Calvin, Jean - Psalm 67.

Inhaltsangabe: Dieser Psalm ist ein Gebet um einen glücklichen Zustand der Gemeinde Gottes; und zwar soll der Herr sie nicht allein im jüdischen Lande unversehrt erhalten, sondern ihr auch eine neue und bis dahin nicht gekannte Ausbreitung schenken. Wir empfangen dabei einen kurzen Hinweis auf das Reich Gottes, welches durch Christi Ankunft auf der ganzen Erde errichtet werden sollte.

1 Dem Vorsteher im Saitenspiel: ein Psalmlied. 2 Gott sei uns gnädig und segne uns; er lasse uns sein Antlitz leuchten! (Sela.) 3 Dass man auf Erden erkenne seinen Weg, unter allen Heiden sein Heil. 4 Es mögen dir danken, Gott, die Völker; es mögen dir danken alle Völker. 5 Die Völker mögen sich freuen und jauchzen, dass du die Leute recht richtest, und regierest die Leute auf Erden. (Sela.) 6 Es mögen dir danken, Gott, die Völker; es mögen dir danken alle Völker. 7 Das Land hat sein Gewächs gegeben. Es segnet uns Gott, unser Gott. 8 Es segnet uns Gott, und alle Welt wird ihn fürchten.

V. 2. Gott sei uns gnädig usw. Obgleich dieser Psalm eine Weissagung von Christi künftigem Königreich enthält, in welchem die Annahme zur Gotteskindschaft auf die ganze Welt erstreckt werden sollte, bittet er um Gottes Gnade doch insbesondere für die Kinder Israel. Denn sie heißen bekanntlich Gottes erstgeborener Sohn (2. Mos. 4, 22), so dass passender Weise bei ihnen der Segen Gottes anhob, der sich über alle Völker ergießen sollte. Ich haben nun die gesamten Aussagen des Psalms in Wunschform übersetzt. Möglich wäre auch die Zukunftsform, so dass wir es mit einer gewissen Zusage für den ununterbrochenen Fortgang der göttlichen Gnade zu tun hätten. Doch folge ich der Mehrzahl der Ausleger. Da nun nicht von Fremden, sondern von den Gliedern der Gemeinde Gottes die Rede ist, und der heilige Sänger doch alles, was er für sie an Gütern erbittet, aus dem Quell der Gnade Gottes ableitet, so folgt, dass während unsres ganzen Lebens alles Glück, aller Reichtum und jeder Erfolg nur daraus fließen kann, dass Gott uns mit unverdienter Liebe umfängt. Ist aber dies wahr, so kann niemand ihm mit eignen Verdiensten zuvorkommen. Dass Gott uns sein Antlitz leuchten lässt, begreift eine reiche Fülle aller Güter in sich: denn wenn der Herr unserm Herzen die Empfindung von seiner Liebe schenkt und auch noch äußerlich beweist, dass er uns gnädig ist, wird von ihm gesagt, dass sein freundliches Angesicht über uns leuchtet; wenn er aber durch unsre Sünden beleidigt ist, unser Gewissen erschreckt und uns die äußeren Zeichen seiner Gunst entzieht, heißt es, dass er sein Angesicht wie im Nebel verhüllt.

### BEREITGESTELLTES MATERIAL
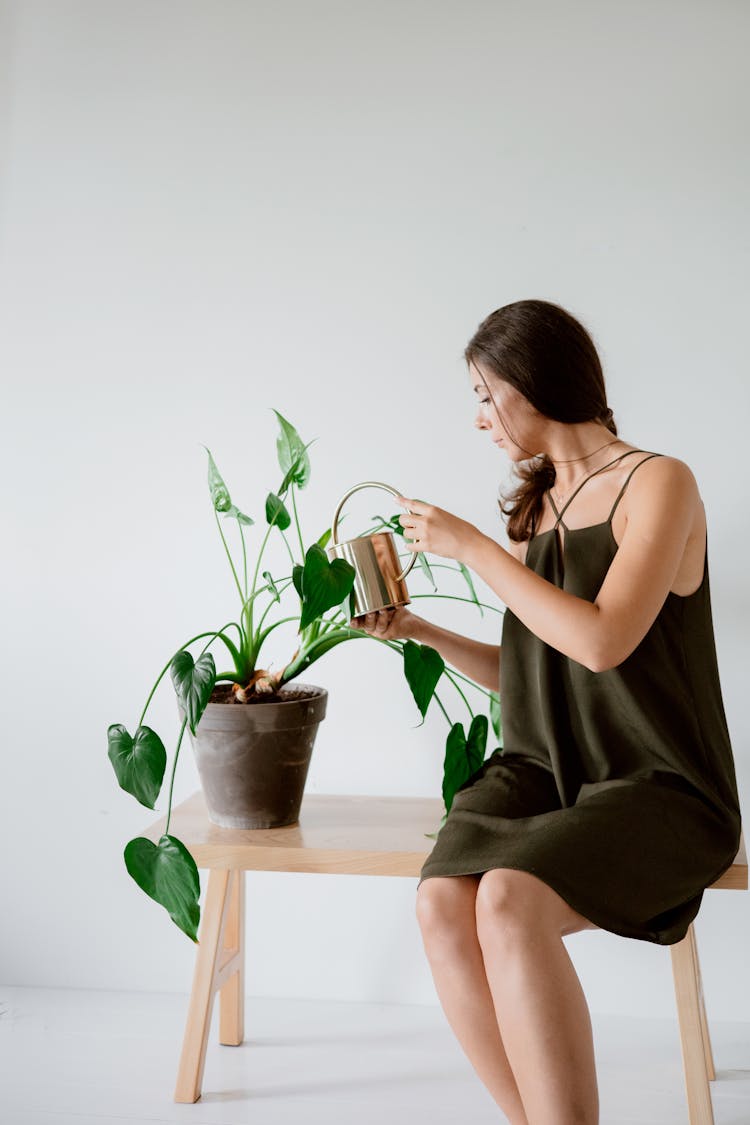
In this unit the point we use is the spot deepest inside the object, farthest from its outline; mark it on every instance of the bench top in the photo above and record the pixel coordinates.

### IHRE AUFGABEN
a: Beantworten Sie diese Fragen zum Textauszug:
(i) Worum bittet der Psalm laut der Inhaltsangabe?
(ii) In welcher Form wurden die Aussagen des Psalms übersetzt?
(iii) Wie heißen die Kinder Israel laut der Auslegung zu Vers 2?
b: Kopieren Sie aus dem Textauszug unverändert den Abschnitt von „Inhaltsangabe: Dieser Psalm“ bis „errichtet werden sollte.“.

### RICHTIGE ANTWORTEN
a:
(i) Um einen glücklichen Zustand der Gemeinde Gottes.
(ii) In Wunschform.
(iii) Gottes erstgeborener Sohn.

b:
Inhaltsangabe: Dieser Psalm ist ein Gebet um einen glücklichen Zustand der Gemeinde Gottes; und zwar soll der Herr sie nicht allein im jüdischen Lande unversehrt erhalten, sondern ihr auch eine neue und bis dahin nicht gekannte Ausbreitung schenken. Wir empfangen dabei einen kurzen Hinweis auf das Reich Gottes, welches durch Christi Ankunft auf der ganzen Erde errichtet werden sollte.